» **TASK**: Return only that part of the material below which starts with the line containing "written like (387,45)." and goes on through the line containing "Target: white baseboard trim", restated exactly.

» **THE DATA**:
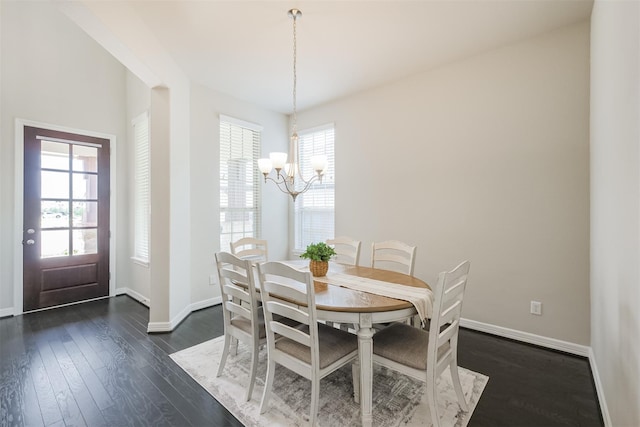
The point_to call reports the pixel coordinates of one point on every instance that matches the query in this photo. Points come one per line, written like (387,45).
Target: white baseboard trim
==
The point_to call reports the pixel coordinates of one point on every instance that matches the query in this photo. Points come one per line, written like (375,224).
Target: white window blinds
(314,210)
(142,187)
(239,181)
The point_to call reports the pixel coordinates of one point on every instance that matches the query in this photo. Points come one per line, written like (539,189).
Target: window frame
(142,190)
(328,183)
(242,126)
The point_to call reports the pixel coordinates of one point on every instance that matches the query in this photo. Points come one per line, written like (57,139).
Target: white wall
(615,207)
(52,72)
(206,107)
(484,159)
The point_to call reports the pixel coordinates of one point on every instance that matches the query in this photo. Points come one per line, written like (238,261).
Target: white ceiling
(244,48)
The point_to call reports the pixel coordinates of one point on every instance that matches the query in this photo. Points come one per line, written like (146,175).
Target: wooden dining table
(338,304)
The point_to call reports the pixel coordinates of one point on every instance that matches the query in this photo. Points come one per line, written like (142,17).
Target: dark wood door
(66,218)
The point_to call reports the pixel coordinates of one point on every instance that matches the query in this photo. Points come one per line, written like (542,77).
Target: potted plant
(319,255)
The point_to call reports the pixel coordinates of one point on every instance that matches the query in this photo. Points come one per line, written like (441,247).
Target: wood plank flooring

» **ANSWER TO THE EXERCISE**:
The point_to call reports the pixel coordinates of one point on every instance that matches the query in this photo. Points come one per line, written like (387,45).
Target: white baseboard trim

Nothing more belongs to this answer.